— START OF Selection —
Even our PM, who up to now would have swum naked through a lake of cold sick to get a trade deal from the US, has said that Trump was ‘wrong’ to do this, without going too deeply into what his ‘wrongness’ consists of.  May has too few friends to risk cancelling the state visit on which the British diet of chlorinated chickens depends.  But even what she did say was too much for Trump, who tweeted back contemptuously that May shouldn’t be focusing on him, but on the ‘ destructive Radical Islamic Terrorism Radicalism that is taking place within the United Kingdom.’

Let’s just pause here and take stock of this.  The president of the United States retweeted anti-Muslim videos from a fringe fascist organisation – videos that don’t even depict what they purport to depict.  When accused of retweeting videos from said fringe fascist organisation, Trump ignored the fact that most of the videos were fake and told Theresa May off for saying that he was ‘wrong’ to retweet them and criticized her instead.

All that is bad enough, but I fear that its badness hasn’t been fully-digested. Because some commentators, our own government amongst them, continue to imagine that Trump ‘crossed a line’ or ‘went too far’ as if these retweets were some kind of gaffe that can be rectified.   But Trump’s retweets and his response to the criticism he received make it clear he hasn’t crossed a line.  On the contrary, he is moving very firmly along the tajectory that was established during his campaign, when he first reached into the fascistic underbelly of the GOP and US society: he is deliberately bringing fascism and racism back into the mainstream of American politics and pushing American society further towards the far-right.

He knows what he’s doing, and his closest supporters know it too. This is what the Bannon project is all about.  It’s what sexy/cool provocateurs and fake cultural insurrectionists like Milo Yiannopoulos are all about.  As the brilliant Buzzfeed investigation  into the Bannon/Yiannopoulos nexus recently showed, these people are conduits seeking to open up new channels through which far-right and even openly Nazi politics can re-enter the political mainstream and break down the barriers to such progress.
— END OF Selection —
• Exercise instructions
A. Please write out the passage on Trump's retweets between "All that is" and "towards the far-right.", inclusive.
B. In the passage on Trump's retweets, what did Trump tweet that May should be focusing on instead of him?
— START OF Data extract —
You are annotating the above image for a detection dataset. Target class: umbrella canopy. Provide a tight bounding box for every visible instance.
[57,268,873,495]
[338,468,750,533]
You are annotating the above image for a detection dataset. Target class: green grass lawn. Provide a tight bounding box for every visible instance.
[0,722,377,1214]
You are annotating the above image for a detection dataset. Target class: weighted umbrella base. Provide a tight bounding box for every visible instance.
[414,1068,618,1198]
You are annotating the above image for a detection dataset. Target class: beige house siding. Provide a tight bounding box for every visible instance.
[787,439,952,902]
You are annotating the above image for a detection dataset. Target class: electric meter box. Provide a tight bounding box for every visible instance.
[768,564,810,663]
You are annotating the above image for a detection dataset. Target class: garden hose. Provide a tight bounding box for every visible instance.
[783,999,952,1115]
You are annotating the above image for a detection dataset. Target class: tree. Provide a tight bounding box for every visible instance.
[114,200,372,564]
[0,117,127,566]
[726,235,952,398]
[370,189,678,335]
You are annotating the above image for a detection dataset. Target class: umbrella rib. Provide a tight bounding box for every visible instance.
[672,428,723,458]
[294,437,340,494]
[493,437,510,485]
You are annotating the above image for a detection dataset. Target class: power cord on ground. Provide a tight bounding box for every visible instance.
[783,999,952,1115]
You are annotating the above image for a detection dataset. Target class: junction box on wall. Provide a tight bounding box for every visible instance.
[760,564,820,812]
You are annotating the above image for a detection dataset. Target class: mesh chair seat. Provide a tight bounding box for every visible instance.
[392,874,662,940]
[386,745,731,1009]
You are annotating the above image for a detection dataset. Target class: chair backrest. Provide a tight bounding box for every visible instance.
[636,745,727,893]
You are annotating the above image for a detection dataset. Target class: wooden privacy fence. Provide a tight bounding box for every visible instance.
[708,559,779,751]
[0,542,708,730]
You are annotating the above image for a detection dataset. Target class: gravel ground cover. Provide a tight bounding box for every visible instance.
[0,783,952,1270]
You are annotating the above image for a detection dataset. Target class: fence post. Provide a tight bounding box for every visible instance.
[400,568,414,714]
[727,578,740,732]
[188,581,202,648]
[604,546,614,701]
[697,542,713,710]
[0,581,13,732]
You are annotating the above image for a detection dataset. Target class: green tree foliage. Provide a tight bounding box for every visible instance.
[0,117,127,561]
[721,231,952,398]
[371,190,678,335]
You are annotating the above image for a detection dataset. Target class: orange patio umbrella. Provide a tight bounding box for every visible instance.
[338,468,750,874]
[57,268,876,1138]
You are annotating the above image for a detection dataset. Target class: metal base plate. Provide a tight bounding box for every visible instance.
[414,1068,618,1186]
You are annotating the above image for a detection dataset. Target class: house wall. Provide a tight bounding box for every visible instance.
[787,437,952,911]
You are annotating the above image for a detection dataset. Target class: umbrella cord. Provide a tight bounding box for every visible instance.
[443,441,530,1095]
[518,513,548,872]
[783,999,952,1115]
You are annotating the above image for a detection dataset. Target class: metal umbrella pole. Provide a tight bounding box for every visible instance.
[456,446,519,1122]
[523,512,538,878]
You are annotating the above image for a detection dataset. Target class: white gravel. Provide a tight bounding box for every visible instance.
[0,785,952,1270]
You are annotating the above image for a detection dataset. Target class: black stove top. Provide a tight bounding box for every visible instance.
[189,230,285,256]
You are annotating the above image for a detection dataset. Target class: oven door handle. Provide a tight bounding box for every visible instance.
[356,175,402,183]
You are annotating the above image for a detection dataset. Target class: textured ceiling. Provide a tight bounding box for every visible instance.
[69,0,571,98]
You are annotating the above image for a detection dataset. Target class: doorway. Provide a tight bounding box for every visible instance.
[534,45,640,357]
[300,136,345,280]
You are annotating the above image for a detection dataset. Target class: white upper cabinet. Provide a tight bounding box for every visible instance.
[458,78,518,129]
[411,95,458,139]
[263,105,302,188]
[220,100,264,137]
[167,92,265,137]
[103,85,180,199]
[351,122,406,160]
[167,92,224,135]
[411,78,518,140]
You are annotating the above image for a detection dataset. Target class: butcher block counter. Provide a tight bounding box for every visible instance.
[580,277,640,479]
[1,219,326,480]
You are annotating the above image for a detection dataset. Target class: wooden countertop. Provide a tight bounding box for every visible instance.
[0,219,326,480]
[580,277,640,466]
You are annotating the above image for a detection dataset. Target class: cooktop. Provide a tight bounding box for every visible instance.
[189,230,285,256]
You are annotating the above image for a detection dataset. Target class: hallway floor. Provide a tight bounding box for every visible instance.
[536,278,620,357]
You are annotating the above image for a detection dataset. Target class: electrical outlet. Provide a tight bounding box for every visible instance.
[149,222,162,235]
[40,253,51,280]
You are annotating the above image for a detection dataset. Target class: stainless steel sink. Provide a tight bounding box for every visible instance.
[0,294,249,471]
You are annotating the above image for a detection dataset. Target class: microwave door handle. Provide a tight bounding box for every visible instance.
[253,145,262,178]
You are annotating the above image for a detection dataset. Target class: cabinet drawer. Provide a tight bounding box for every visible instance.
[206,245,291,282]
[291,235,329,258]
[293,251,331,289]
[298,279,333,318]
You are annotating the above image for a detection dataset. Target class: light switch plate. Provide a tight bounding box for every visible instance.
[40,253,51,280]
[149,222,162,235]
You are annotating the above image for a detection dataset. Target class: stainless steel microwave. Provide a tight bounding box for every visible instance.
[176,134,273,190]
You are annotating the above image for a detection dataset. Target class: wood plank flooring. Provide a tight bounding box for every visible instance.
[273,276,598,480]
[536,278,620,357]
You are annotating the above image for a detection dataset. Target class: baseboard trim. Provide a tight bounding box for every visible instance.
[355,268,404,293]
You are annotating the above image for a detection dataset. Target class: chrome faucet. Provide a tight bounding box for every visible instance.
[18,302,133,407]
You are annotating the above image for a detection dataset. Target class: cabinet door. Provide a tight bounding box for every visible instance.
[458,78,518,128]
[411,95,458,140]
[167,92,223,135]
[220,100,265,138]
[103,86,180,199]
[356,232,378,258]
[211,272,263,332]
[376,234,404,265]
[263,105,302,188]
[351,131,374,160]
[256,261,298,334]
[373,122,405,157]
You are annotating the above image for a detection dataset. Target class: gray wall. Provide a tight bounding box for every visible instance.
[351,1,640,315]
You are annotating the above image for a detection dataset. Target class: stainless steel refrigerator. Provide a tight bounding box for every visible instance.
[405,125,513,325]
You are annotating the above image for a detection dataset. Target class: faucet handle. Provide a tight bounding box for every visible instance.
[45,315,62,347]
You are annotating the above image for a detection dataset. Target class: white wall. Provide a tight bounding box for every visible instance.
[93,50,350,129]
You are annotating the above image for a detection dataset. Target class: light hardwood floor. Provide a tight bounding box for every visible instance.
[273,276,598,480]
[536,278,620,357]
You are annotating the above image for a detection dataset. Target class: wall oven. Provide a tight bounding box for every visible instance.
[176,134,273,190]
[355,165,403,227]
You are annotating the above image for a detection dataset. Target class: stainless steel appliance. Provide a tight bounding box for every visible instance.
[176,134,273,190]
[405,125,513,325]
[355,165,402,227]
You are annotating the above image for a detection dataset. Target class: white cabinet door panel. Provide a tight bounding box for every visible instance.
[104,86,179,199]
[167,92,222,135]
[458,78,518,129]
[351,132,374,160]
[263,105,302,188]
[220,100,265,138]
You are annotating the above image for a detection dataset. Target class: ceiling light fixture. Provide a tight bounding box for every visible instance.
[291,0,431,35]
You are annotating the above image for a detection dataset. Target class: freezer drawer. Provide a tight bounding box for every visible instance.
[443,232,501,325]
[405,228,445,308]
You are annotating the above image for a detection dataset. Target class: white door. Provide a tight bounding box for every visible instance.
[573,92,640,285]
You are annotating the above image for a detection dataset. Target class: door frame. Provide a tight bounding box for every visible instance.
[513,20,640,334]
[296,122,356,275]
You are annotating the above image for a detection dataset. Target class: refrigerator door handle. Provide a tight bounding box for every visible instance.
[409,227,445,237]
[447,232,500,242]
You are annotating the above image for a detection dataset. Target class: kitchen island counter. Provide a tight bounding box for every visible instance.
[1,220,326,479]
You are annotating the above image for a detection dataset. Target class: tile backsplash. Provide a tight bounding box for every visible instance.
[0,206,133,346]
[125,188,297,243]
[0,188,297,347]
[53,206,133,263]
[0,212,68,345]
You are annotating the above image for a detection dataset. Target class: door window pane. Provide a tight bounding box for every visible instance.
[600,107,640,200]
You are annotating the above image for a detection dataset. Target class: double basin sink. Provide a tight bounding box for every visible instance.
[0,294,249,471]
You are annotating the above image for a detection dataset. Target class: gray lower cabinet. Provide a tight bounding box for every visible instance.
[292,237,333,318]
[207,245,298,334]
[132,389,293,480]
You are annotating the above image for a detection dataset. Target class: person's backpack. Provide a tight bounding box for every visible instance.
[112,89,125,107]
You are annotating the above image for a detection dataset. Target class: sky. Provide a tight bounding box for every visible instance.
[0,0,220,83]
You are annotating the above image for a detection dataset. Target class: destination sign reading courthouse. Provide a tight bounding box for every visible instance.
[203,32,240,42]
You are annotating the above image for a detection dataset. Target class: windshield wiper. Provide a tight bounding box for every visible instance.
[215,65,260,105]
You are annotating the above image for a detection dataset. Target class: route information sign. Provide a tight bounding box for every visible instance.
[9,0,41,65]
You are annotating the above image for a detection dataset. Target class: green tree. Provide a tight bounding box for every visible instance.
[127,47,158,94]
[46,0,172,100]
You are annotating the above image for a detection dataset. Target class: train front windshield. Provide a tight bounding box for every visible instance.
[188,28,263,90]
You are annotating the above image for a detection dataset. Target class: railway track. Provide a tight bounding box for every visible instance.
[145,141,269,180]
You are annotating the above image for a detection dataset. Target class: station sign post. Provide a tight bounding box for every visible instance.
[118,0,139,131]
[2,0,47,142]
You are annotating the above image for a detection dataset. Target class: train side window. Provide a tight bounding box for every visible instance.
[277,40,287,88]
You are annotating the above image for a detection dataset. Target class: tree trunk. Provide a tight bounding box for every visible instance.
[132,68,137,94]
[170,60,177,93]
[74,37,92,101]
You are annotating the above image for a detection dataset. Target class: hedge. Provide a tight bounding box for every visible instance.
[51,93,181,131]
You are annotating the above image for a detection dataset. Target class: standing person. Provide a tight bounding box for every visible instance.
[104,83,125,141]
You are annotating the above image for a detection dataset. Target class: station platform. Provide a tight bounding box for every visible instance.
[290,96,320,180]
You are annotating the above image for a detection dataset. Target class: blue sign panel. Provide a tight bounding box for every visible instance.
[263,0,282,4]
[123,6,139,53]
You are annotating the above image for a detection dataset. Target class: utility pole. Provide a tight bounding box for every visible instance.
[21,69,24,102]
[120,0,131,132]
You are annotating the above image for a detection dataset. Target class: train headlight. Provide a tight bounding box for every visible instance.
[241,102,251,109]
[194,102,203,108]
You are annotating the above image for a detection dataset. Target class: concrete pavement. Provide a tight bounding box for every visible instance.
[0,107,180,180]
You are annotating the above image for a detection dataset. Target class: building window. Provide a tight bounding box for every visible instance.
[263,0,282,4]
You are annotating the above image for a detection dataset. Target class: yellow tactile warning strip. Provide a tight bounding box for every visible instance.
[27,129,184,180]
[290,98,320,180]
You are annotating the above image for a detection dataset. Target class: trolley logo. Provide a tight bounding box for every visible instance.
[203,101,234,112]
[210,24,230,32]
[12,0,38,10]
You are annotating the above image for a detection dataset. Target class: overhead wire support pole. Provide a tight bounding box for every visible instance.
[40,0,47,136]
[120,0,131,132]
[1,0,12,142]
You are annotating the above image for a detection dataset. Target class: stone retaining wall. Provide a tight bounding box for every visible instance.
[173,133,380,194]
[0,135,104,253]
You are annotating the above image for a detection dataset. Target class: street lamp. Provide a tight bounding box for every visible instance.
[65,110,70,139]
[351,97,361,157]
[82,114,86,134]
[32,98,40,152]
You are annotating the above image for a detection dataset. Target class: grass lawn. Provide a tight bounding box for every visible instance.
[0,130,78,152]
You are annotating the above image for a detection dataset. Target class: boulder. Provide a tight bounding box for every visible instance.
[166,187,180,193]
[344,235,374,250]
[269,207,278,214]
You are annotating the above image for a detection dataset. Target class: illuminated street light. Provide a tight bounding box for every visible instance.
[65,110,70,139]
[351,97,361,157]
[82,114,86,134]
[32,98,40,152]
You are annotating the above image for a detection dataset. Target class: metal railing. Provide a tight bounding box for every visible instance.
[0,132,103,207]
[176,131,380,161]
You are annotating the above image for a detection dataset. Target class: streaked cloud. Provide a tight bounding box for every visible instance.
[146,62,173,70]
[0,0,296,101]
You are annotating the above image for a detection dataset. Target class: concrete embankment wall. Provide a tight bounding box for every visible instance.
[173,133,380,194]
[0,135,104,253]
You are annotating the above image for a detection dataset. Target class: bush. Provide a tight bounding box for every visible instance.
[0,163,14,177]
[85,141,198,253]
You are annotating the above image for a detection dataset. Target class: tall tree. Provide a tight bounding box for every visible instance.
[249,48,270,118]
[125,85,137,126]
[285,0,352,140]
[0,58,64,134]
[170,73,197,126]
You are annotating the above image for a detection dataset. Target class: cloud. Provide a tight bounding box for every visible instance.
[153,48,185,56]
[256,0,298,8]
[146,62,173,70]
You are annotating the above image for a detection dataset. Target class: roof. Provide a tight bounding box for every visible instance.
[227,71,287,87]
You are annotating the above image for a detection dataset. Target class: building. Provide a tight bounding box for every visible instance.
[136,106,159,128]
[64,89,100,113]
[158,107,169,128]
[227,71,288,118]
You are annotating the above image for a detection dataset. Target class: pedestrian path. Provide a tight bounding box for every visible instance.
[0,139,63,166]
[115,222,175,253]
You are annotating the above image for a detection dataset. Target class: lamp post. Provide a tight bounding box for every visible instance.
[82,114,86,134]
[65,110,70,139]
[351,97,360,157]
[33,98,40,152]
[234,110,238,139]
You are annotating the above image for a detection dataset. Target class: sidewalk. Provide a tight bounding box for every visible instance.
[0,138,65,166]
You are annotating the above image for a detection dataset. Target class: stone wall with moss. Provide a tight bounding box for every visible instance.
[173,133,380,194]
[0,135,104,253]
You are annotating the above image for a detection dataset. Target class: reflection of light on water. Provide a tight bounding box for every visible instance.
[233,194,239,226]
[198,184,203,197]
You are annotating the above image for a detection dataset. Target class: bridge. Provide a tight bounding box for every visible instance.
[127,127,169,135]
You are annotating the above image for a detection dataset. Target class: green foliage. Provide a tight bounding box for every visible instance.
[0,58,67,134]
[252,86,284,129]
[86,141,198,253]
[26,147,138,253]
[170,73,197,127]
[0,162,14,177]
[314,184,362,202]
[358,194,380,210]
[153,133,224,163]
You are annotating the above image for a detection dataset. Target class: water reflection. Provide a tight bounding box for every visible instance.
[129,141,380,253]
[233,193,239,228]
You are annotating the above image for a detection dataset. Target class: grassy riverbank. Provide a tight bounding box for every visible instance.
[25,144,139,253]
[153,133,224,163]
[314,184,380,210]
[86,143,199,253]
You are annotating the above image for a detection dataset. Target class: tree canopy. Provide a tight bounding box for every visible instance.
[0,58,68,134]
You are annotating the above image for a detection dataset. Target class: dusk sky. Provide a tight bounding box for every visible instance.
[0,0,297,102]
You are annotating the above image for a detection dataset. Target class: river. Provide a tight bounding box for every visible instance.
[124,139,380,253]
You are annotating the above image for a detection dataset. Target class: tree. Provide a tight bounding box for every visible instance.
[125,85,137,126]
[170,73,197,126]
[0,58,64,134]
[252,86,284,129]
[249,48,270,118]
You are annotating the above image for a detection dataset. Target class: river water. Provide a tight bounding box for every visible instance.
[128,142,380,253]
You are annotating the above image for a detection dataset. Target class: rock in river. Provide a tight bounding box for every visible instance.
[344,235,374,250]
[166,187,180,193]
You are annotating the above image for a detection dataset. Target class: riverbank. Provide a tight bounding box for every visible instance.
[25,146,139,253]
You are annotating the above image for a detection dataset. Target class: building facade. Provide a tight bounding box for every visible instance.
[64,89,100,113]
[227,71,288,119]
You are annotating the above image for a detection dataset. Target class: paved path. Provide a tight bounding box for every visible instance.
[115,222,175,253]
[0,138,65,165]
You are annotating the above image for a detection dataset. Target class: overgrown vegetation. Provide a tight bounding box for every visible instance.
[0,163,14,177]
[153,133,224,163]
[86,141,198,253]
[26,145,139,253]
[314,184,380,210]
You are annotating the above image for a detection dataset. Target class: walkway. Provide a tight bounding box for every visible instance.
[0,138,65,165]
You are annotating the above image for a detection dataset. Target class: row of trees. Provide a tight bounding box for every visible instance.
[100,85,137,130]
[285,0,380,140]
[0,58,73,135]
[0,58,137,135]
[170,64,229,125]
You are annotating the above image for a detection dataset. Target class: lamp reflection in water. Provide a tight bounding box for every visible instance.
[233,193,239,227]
— END OF Data extract —
• Final results
A.
All that is bad enough, but I fear that its badness hasn’t been fully-digested. Because some commentators, our own government amongst them, continue to imagine that Trump ‘crossed a line’ or ‘went too far’ as if these retweets were some kind of gaffe that can be rectified.   But Trump’s retweets and his response to the criticism he received make it clear he hasn’t crossed a line.  On the contrary, he is moving very firmly along the tajectory that was established during his campaign, when he first reached into the fascistic underbelly of the GOP and US society: he is deliberately bringing fascism and racism back into the mainstream of American politics and pushing American society further towards the far-right.

B. The "destructive Radical Islamic Terrorism Radicalism that is taking place within the United Kingdom."